Pointing and labeling entries:
----------------------------------------

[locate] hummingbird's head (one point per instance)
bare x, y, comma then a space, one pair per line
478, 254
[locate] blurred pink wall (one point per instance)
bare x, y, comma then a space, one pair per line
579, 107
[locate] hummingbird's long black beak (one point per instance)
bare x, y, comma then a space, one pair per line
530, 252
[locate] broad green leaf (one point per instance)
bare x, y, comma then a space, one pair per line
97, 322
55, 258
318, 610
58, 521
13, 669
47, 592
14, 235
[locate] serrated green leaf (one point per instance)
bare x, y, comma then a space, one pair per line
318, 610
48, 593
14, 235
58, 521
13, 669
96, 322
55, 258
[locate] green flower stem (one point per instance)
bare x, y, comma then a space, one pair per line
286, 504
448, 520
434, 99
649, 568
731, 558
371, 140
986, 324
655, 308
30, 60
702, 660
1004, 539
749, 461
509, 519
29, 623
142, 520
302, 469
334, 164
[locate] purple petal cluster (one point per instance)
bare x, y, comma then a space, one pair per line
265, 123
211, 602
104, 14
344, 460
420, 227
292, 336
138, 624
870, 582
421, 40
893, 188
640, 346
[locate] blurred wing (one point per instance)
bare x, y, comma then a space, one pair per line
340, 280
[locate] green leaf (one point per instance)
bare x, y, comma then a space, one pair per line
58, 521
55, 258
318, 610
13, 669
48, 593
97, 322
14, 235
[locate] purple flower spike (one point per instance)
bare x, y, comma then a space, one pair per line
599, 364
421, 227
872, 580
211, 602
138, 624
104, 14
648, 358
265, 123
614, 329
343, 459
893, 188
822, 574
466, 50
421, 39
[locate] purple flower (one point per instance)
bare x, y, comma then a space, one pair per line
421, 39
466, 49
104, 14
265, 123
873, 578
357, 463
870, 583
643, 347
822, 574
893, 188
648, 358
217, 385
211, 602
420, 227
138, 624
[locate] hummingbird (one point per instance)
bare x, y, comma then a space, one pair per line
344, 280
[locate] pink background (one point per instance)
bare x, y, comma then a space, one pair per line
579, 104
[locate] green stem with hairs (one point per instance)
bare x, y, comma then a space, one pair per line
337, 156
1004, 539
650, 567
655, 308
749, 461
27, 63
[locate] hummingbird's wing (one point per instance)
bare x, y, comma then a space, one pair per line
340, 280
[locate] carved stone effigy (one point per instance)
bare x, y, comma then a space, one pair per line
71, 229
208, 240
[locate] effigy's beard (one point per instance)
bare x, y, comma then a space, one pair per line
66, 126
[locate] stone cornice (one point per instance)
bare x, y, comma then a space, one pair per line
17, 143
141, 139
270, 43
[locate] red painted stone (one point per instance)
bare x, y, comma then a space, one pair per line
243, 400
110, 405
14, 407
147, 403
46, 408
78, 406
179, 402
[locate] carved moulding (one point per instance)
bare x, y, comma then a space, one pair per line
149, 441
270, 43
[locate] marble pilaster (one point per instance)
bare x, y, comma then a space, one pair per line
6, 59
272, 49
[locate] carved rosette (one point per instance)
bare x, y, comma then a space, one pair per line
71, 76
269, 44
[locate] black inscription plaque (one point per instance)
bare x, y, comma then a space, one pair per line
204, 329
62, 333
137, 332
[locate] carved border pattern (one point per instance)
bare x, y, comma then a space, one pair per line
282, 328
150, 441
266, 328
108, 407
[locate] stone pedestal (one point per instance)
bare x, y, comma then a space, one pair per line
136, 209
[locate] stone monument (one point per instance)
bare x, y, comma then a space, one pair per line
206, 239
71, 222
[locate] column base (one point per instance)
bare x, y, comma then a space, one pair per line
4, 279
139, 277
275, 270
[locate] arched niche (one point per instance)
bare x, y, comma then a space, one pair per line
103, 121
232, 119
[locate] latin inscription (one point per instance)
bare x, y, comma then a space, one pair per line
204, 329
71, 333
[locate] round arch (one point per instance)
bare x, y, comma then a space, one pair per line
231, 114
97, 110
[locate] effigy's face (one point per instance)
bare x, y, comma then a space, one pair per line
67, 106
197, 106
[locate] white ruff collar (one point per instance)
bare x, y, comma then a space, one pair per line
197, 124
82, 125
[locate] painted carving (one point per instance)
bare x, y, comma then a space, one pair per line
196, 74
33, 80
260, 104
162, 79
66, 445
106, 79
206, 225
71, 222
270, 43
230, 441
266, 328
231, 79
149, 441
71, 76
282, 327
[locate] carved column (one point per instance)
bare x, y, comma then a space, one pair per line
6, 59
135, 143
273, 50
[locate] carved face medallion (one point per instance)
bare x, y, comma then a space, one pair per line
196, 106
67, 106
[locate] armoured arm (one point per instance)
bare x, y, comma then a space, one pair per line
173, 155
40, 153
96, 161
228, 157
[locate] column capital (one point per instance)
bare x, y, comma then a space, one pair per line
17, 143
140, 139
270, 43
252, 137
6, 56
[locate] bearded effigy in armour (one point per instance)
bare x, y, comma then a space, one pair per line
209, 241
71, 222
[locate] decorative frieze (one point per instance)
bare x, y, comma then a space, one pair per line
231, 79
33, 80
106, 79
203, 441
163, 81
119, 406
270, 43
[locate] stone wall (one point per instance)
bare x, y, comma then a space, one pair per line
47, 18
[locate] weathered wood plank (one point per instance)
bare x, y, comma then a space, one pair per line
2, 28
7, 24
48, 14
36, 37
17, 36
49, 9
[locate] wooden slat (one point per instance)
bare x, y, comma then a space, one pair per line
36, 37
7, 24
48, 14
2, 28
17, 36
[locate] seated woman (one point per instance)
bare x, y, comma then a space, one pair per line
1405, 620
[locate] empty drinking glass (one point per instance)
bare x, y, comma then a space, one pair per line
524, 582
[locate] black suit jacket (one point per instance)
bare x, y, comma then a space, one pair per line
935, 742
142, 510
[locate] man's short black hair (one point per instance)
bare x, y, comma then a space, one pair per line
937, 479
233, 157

----------------------------------------

> _DESCRIPTION OF THE TASK_:
Convert every line of the material above into a numbered list, leaving out any blank lines.

> _ANSWER TO THIS TASK_:
1. [locate] hummingbird's head (one point per instance)
2. bare x, y, comma then a space, one pair per line
3. 478, 254
4. [locate] blurred pink wall (one point per instance)
5. bare x, y, comma then a space, one pair per line
6. 579, 107
7. [locate] hummingbird's long black beak (one point per instance)
8. bare x, y, comma then a space, one pair per line
9. 530, 252
10. [locate] broad green leaf (one point per instance)
11. bare x, y, comma then a space, one pair per line
12. 97, 322
13. 55, 258
14. 318, 610
15. 58, 521
16. 13, 669
17. 47, 592
18. 14, 235
19. [locate] serrated green leaf (one point per instance)
20. bare x, y, comma then a space, one pair per line
21. 318, 610
22. 48, 593
23. 14, 235
24. 58, 521
25. 13, 669
26. 96, 322
27. 55, 258
28. [locate] green flower stem (one point per instance)
29. bare x, y, comma then a space, one pair per line
30. 286, 504
31. 448, 520
32. 434, 99
33. 649, 568
34. 731, 558
35. 371, 140
36. 986, 324
37. 655, 308
38. 30, 60
39. 702, 660
40. 1004, 539
41. 749, 461
42. 509, 519
43. 29, 623
44. 142, 520
45. 302, 469
46. 334, 164
47. [locate] purple petal cluster (one point per instance)
48. bare x, y, comma then a space, one pair per line
49. 265, 123
50. 211, 602
51. 104, 14
52. 344, 460
53. 420, 227
54. 292, 336
55. 138, 624
56. 870, 582
57. 421, 40
58. 893, 188
59. 640, 346
60. [locate] blurred wing (one point per instance)
61. bare x, y, comma then a space, one pair per line
62. 340, 280
63. [locate] green leaf (one point per instance)
64. bare x, y, comma then a space, one pair per line
65. 58, 521
66. 55, 258
67. 318, 610
68. 13, 669
69. 48, 593
70. 97, 322
71. 14, 235
72. [locate] purple flower spike (one point per instance)
73. bare x, y, comma then a space, one pair per line
74. 599, 364
75. 421, 227
76. 872, 580
77. 211, 602
78. 138, 624
79. 104, 14
80. 648, 358
81. 265, 123
82. 614, 329
83. 343, 459
84. 893, 188
85. 822, 574
86. 466, 50
87. 421, 39
88. [locate] purple flower (one point per instance)
89. bare x, y, comma then a space, one pair per line
90. 421, 39
91. 466, 49
92. 104, 14
93. 265, 123
94. 873, 578
95. 357, 463
96. 870, 583
97. 643, 347
98. 822, 574
99. 893, 188
100. 648, 358
101. 217, 385
102. 211, 602
103. 420, 227
104. 138, 624
105. [locate] hummingbird (one point per instance)
106. bare x, y, comma then a space, one pair per line
107. 344, 280
108. [locate] pink background (one point per instance)
109. bare x, y, comma then a space, one pair per line
110. 579, 104
111. [locate] green stem with hairs (one point per instance)
112. bare x, y, comma then a space, one pair per line
113. 337, 156
114. 1004, 539
115. 650, 567
116. 655, 308
117. 749, 461
118. 27, 63
119. [locate] hummingbird's wing (one point per instance)
120. bare x, y, comma then a space, one pair per line
121. 340, 280
122. [locate] carved stone effigy (one point per instance)
123. bare x, y, comma then a space, one pair per line
124. 71, 229
125. 208, 240
126. [locate] effigy's beard (one point per instance)
127. bare x, y, comma then a space, one pair per line
128. 66, 126
129. [locate] stone cornice (one point per instance)
130. bare x, y, comma then a space, one pair per line
131. 17, 143
132. 141, 139
133. 270, 43
134. [locate] red painted stone (one point per instance)
135. bare x, y, comma then a space, one pair per line
136. 243, 400
137. 110, 405
138. 14, 407
139. 147, 403
140. 46, 408
141. 78, 406
142. 179, 402
143. [locate] carved moulding (one point per instance)
144. bare x, y, comma then a space, one pair per line
145. 149, 441
146. 270, 43
147. [locate] marble pilaster (one point per instance)
148. bare x, y, comma then a space, one pair per line
149. 6, 59
150. 272, 49
151. [locate] carved rosette (one point per instance)
152. bare x, y, comma then a space, one pair per line
153. 71, 76
154. 269, 44
155. [locate] black inscription plaque (one point per instance)
156. bare x, y, comma then a space, one pair per line
157. 204, 329
158. 62, 333
159. 137, 332
160. [locate] carved border pattern (one point per instance)
161. bare x, y, comma then a space, one pair per line
162. 282, 328
163. 150, 441
164. 266, 328
165. 108, 407
166. [locate] stone pedestal (one point per instance)
167. bare x, y, comma then a space, one pair per line
168. 136, 209
169. [locate] stone monument (one point per instance)
170. bare x, y, comma then a space, one pair per line
171. 206, 239
172. 71, 222
173. [locate] column base (one point per instance)
174. bare x, y, comma then a space, one pair per line
175. 4, 279
176. 139, 277
177. 275, 270
178. [locate] arched niche (one point per instance)
179. bare x, y, comma then a space, one pair per line
180. 103, 121
181. 232, 119
182. [locate] latin inscription (one point per instance)
183. bare x, y, comma then a space, one pair per line
184. 204, 329
185. 71, 333
186. [locate] round arch (one point per instance)
187. bare x, y, comma then a space, one pair per line
188. 231, 114
189. 97, 110
190. [locate] effigy's face (one point per instance)
191. bare x, y, comma then a space, one pair per line
192. 67, 106
193. 197, 106
194. [locate] white ruff collar (one point per instance)
195. bare x, y, comma then a space, one pair per line
196. 197, 124
197. 82, 125
198. [locate] painted carving (one point per instance)
199. bare x, y, comma then a space, one pair per line
200. 196, 74
201. 33, 80
202. 260, 104
203. 162, 79
204. 66, 445
205. 106, 79
206. 206, 225
207. 71, 222
208. 270, 43
209. 230, 441
210. 266, 328
211. 231, 79
212. 149, 441
213. 71, 76
214. 282, 327
215. [locate] carved column (one point per instance)
216. bare x, y, comma then a space, one pair per line
217. 6, 59
218. 135, 143
219. 273, 50
220. [locate] carved face medallion (one point per instance)
221. bare x, y, comma then a space, one pair per line
222. 196, 106
223. 67, 106
224. [locate] armoured arm (one point per instance)
225. bare x, y, comma then a space, one pair per line
226. 173, 155
227. 40, 153
228. 96, 161
229. 228, 157
230. [locate] column capital (one point per instance)
231. bare x, y, comma then a space, one pair per line
232. 17, 143
233. 140, 139
234. 270, 43
235. 252, 137
236. 6, 56
237. [locate] bearded effigy in armour (one point per instance)
238. bare x, y, comma then a space, one pair per line
239. 209, 241
240. 71, 222
241. [locate] decorative frieze (one point per instance)
242. bare x, y, comma then a space, one pair per line
243. 231, 79
244. 33, 80
245. 106, 79
246. 203, 441
247. 163, 81
248. 119, 406
249. 270, 43
250. [locate] stone wall (one point per instance)
251. bare x, y, comma then a space, one pair per line
252. 47, 18
253. [locate] weathered wood plank (one point per instance)
254. bare x, y, comma then a space, one pair per line
255. 2, 28
256. 7, 24
257. 48, 14
258. 36, 37
259. 17, 36
260. 49, 9
261. [locate] wooden slat (one point per instance)
262. bare x, y, comma then a space, one pair per line
263. 36, 37
264. 7, 24
265. 48, 14
266. 2, 28
267. 17, 36
268. [locate] seated woman (one point per instance)
269. bare x, y, comma then a space, one pair per line
270. 1405, 620
271. [locate] empty drinking glass (one point per instance)
272. bare x, y, comma then a space, one pair per line
273. 524, 582
274. [locate] black suit jacket (one point per instance)
275. bare x, y, comma then a space, one pair per line
276. 935, 742
277. 142, 510
278. [locate] man's short black hair (one point per instance)
279. bare x, y, comma then a space, one pair per line
280. 937, 479
281. 233, 157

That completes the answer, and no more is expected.